* _Your objective_:
Convert every line of the entries below into a JSON list of strings, with one string per line and blank lines left out.

* _Source data_:
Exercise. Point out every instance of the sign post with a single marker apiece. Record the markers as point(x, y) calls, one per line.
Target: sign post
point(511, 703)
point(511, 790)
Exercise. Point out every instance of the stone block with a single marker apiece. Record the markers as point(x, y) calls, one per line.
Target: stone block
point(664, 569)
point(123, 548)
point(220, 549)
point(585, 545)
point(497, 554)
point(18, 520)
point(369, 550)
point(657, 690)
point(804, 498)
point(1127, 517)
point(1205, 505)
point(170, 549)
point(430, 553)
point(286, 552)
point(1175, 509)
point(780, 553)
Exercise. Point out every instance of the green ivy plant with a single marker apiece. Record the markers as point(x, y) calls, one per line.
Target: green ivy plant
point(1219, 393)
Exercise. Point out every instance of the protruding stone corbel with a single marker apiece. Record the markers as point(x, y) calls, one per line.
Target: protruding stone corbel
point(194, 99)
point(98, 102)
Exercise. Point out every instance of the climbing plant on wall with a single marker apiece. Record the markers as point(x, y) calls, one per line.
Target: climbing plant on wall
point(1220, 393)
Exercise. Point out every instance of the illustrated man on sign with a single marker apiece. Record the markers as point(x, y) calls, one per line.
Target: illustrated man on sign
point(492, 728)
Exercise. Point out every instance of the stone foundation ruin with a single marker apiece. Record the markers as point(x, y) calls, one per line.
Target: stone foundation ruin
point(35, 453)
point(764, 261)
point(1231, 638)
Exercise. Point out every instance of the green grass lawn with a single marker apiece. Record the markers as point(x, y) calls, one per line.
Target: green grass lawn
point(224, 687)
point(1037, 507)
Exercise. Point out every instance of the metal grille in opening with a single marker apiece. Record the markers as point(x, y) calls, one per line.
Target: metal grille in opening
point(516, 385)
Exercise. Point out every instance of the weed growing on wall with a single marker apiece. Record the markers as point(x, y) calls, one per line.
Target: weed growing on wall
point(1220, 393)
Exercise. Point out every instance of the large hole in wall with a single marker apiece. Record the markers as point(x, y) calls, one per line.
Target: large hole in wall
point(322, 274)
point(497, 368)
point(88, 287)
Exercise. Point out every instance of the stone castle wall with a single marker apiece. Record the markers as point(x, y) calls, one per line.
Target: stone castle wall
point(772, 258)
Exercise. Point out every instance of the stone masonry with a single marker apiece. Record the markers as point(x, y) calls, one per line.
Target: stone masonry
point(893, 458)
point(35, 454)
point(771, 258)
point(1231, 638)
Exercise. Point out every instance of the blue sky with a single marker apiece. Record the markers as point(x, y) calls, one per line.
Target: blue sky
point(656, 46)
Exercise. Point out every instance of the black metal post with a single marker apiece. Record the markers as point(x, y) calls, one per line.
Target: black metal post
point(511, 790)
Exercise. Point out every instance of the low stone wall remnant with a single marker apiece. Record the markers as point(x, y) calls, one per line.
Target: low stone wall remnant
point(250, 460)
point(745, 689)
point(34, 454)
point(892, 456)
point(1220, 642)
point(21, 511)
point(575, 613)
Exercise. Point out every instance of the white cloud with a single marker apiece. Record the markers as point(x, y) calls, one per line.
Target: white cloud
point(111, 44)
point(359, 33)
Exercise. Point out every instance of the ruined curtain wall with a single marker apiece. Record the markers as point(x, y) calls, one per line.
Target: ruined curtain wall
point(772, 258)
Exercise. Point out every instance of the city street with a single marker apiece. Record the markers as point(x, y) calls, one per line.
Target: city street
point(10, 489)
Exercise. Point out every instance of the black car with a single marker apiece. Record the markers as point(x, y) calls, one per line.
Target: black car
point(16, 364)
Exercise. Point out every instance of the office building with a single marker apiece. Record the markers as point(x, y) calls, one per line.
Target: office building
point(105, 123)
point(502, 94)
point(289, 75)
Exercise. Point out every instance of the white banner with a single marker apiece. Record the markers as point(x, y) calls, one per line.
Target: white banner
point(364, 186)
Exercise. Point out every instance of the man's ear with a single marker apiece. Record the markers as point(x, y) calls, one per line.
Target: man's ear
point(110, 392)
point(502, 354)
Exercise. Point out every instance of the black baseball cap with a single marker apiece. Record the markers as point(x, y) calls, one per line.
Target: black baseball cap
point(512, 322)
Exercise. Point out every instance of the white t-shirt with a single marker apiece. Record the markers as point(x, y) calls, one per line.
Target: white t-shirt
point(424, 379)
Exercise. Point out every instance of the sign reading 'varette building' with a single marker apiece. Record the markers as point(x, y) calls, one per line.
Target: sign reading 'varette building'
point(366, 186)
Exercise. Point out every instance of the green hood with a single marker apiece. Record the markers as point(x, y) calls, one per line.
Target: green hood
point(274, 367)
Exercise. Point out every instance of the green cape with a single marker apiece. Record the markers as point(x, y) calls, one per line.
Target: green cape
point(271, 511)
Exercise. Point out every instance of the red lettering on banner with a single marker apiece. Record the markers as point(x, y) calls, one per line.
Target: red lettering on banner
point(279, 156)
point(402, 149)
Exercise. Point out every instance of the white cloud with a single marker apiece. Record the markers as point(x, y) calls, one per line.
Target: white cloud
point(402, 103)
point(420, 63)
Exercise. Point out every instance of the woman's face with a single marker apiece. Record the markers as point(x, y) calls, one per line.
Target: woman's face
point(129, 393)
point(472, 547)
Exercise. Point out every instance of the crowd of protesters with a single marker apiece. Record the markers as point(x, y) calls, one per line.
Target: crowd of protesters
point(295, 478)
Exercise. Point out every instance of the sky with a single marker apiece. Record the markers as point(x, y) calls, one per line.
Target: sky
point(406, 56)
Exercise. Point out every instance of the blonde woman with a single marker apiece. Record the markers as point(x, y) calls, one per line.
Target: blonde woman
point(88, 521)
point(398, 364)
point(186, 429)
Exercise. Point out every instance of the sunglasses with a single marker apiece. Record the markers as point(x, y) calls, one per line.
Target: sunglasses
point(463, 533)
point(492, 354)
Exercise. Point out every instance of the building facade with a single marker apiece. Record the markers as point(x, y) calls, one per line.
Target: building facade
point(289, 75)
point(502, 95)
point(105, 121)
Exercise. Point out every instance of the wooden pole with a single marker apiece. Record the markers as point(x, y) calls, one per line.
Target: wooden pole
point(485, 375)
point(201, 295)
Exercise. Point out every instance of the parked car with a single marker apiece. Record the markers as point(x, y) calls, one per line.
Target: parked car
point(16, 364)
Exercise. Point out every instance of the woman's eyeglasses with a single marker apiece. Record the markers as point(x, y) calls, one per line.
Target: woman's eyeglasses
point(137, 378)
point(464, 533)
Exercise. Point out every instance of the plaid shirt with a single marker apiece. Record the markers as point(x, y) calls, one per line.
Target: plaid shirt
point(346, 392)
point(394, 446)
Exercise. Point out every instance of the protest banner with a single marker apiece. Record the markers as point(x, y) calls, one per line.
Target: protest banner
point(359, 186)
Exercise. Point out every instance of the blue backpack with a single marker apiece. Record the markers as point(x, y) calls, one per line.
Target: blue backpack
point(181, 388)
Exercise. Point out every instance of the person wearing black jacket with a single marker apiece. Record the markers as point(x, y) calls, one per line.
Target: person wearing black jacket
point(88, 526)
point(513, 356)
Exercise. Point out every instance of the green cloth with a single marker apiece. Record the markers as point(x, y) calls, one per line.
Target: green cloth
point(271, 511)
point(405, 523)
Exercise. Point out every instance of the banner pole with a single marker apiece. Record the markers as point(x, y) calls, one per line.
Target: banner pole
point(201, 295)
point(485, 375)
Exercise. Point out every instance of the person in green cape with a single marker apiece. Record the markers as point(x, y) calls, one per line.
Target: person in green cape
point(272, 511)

* _Completed task_:
[
  "Exercise. Point out every instance of the sign post with a single marker apiece. Record the markers as point(x, y) calls, one per line.",
  "Target: sign post",
  "point(511, 703)",
  "point(511, 790)",
  "Exercise. Point out every instance of the stone block with a single marker apiece. Record the markers as point(x, y) calls, one per line.",
  "Target: stone block",
  "point(664, 569)",
  "point(123, 548)",
  "point(220, 549)",
  "point(585, 545)",
  "point(497, 554)",
  "point(18, 520)",
  "point(369, 550)",
  "point(657, 690)",
  "point(804, 498)",
  "point(1127, 517)",
  "point(1205, 505)",
  "point(170, 549)",
  "point(430, 553)",
  "point(286, 552)",
  "point(1175, 509)",
  "point(780, 553)",
  "Exercise. Point out every instance of the green ivy plant with a single marker apiece. Record the markers as point(x, y) calls, one per line.",
  "Target: green ivy plant",
  "point(1219, 393)",
  "Exercise. Point out every instance of the protruding stone corbel with a single marker apiece. Record the markers as point(x, y) calls, one per line.",
  "Target: protruding stone corbel",
  "point(194, 99)",
  "point(98, 102)",
  "Exercise. Point out every instance of the climbing plant on wall with a single marker apiece. Record the markers as point(x, y) calls, one per line.",
  "Target: climbing plant on wall",
  "point(1220, 393)",
  "Exercise. Point out every instance of the illustrated man on sign with a single marker apiece. Record the markers as point(x, y) calls, one per line.",
  "Target: illustrated man on sign",
  "point(492, 728)",
  "Exercise. Point out every instance of the stone foundation ruin with a single marker apiece. Record the markers as point(x, y) calls, one per line.",
  "Target: stone foundation ruin",
  "point(35, 453)",
  "point(764, 261)",
  "point(1231, 638)",
  "Exercise. Point out every instance of the green grass lawn with a single marker apiece. Record the markers as point(x, y) calls, one per line.",
  "Target: green grass lawn",
  "point(224, 687)",
  "point(1037, 507)",
  "Exercise. Point out every instance of the metal grille in opening with a single marker apiece. Record the markers as point(x, y) calls, one per line.",
  "Target: metal grille in opening",
  "point(516, 385)",
  "Exercise. Point out every instance of the weed growing on wall with a single marker apiece. Record the markers as point(x, y) calls, one per line.",
  "Target: weed growing on wall",
  "point(1220, 393)",
  "Exercise. Point out every instance of the large hole in wall with a single marker apiece. Record the markers as point(x, y) calls, one per line.",
  "Target: large hole in wall",
  "point(322, 274)",
  "point(497, 368)",
  "point(88, 287)",
  "Exercise. Point out every instance of the stone castle wall with a single marker apiece. Record the markers as point(x, y) calls, one per line.",
  "Target: stone castle wall",
  "point(772, 258)",
  "Exercise. Point out every instance of the stone masonry with a single marker apiece. Record the markers as point(x, y) calls, one per line.",
  "Target: stone masonry",
  "point(893, 458)",
  "point(35, 454)",
  "point(771, 258)",
  "point(1231, 638)",
  "Exercise. Point out every instance of the blue sky with a single marker apiece. Record the markers as point(x, y) calls, one per line.",
  "Target: blue sky",
  "point(656, 46)",
  "Exercise. Point out every instance of the black metal post with a single marker apiece. Record the markers as point(x, y) calls, one per line.",
  "Target: black metal post",
  "point(511, 790)",
  "Exercise. Point out every instance of the low stone wall remnant with a single marker apiece. Record the markers as point(x, y) calls, one per line.",
  "Target: low stone wall remnant",
  "point(250, 460)",
  "point(745, 689)",
  "point(34, 454)",
  "point(892, 456)",
  "point(1220, 642)",
  "point(21, 511)",
  "point(575, 613)",
  "Exercise. Point out every instance of the white cloud with a single marker apiece. Record the markers as point(x, y) calls, one per line.",
  "Target: white cloud",
  "point(111, 44)",
  "point(359, 33)",
  "Exercise. Point out every instance of the ruined curtain wall with a single marker apiece. Record the markers as point(x, y) calls, one per line.",
  "Target: ruined curtain wall",
  "point(772, 258)",
  "Exercise. Point out every instance of the city street with a single marker apiece. Record the markers as point(x, y) calls, one per line.",
  "Target: city street",
  "point(10, 489)",
  "Exercise. Point out every instance of the black car with a single marker apiece. Record the markers as point(x, y) calls, one per line.",
  "Target: black car",
  "point(16, 364)",
  "Exercise. Point out every instance of the office building with a single marker apiece. Record the markers as point(x, y) calls, one per line.",
  "Target: office building",
  "point(105, 123)",
  "point(502, 94)",
  "point(289, 75)",
  "Exercise. Point out every instance of the white banner with a single marker apiece. Record the markers as point(x, y) calls, one per line.",
  "Target: white banner",
  "point(364, 186)",
  "Exercise. Point out every instance of the man's ear with a single marker apiece. Record the markers as point(x, y) calls, one per line.",
  "Target: man's ear",
  "point(110, 392)",
  "point(502, 354)",
  "Exercise. Point out every instance of the black baseball cap with a single marker apiece. Record the markers as point(x, y) calls, one per line.",
  "Target: black baseball cap",
  "point(512, 322)",
  "Exercise. Point out every instance of the white t-shirt with a single marker apiece. Record the markers as point(x, y) calls, one per line.",
  "Target: white t-shirt",
  "point(424, 379)",
  "Exercise. Point out every instance of the sign reading 'varette building' with a single marker apiece. Record the markers as point(x, y) calls, one per line.",
  "Target: sign reading 'varette building'",
  "point(366, 186)",
  "Exercise. Point out every instance of the green hood with a single marker apiece. Record the markers as point(x, y) calls, one per line.",
  "Target: green hood",
  "point(274, 367)",
  "Exercise. Point out every instance of the green cape with a single marker apiece. Record the markers as point(x, y) calls, one per line.",
  "Target: green cape",
  "point(271, 511)",
  "Exercise. Point out every instance of the red lettering on banner with a single marker apiece. Record the markers as point(x, y) calls, one per line.",
  "Target: red lettering on banner",
  "point(279, 156)",
  "point(402, 149)",
  "Exercise. Point out every instance of the white cloud with a single marker apiece. Record the markers as point(x, y) calls, one per line.",
  "Target: white cloud",
  "point(402, 103)",
  "point(420, 63)",
  "Exercise. Point out every instance of the woman's face with a single marker apiece. Record the markers as point(x, y) calls, one per line.",
  "Target: woman's face",
  "point(129, 393)",
  "point(472, 547)",
  "Exercise. Point out every instance of the crowd of protesters with a single marker apiece. Record the markers as point(x, y) calls, one per line.",
  "Target: crowd of protesters",
  "point(295, 478)",
  "Exercise. Point out every instance of the sky with a single marker apiece. Record the markers as point(x, y) calls, one per line.",
  "Target: sky",
  "point(406, 56)",
  "Exercise. Point out every instance of the blonde woman with a single marker apiece. Record the markers as point(x, y) calls, one per line.",
  "Target: blonde woman",
  "point(88, 521)",
  "point(398, 364)",
  "point(186, 429)",
  "Exercise. Point out every instance of the sunglasses with a single marker apiece. Record the markers as point(x, y) calls, one per line.",
  "Target: sunglasses",
  "point(463, 533)",
  "point(492, 354)",
  "Exercise. Point out every instance of the building facade with a single marker apiece. Record the markers as point(x, y) calls, one per line.",
  "Target: building facade",
  "point(289, 75)",
  "point(502, 95)",
  "point(105, 121)",
  "Exercise. Point out every instance of the wooden pole with a single marker apiece. Record the markers as point(x, y) calls, one per line.",
  "Target: wooden pole",
  "point(485, 375)",
  "point(201, 295)",
  "Exercise. Point out every instance of the parked car with a single marker apiece. Record the markers as point(x, y) calls, one per line.",
  "Target: parked car",
  "point(16, 364)",
  "Exercise. Point out every instance of the woman's eyeglasses with a single marker apiece. Record the markers as point(x, y) calls, one per line.",
  "Target: woman's eyeglasses",
  "point(137, 378)",
  "point(464, 533)",
  "Exercise. Point out every instance of the plaid shirt with a single marker apiece. Record the markers as point(x, y) calls, one per line.",
  "Target: plaid shirt",
  "point(346, 392)",
  "point(394, 446)",
  "Exercise. Point out every instance of the protest banner with a single marker apiece. Record the markers as point(x, y) calls, one per line.",
  "Target: protest banner",
  "point(359, 186)",
  "Exercise. Point out every instance of the blue backpack with a single marker apiece. Record the markers as point(x, y) calls, one per line.",
  "Target: blue backpack",
  "point(181, 388)",
  "Exercise. Point out every instance of the person wearing black jacket with a single marker apiece. Record the markers as point(x, y) calls, one per line.",
  "Target: person wearing black jacket",
  "point(88, 526)",
  "point(513, 356)",
  "Exercise. Point out every instance of the green cloth with a single marker apiece. Record the markers as point(x, y) calls, one per line.",
  "Target: green cloth",
  "point(271, 511)",
  "point(405, 523)",
  "Exercise. Point out every instance of the banner pole with a single marker apiece. Record the markers as point(x, y) calls, one per line.",
  "Target: banner pole",
  "point(201, 295)",
  "point(485, 375)",
  "Exercise. Point out every instance of the person in green cape with a single marker apiece. Record the markers as point(x, y) calls, one per line.",
  "Target: person in green cape",
  "point(272, 511)"
]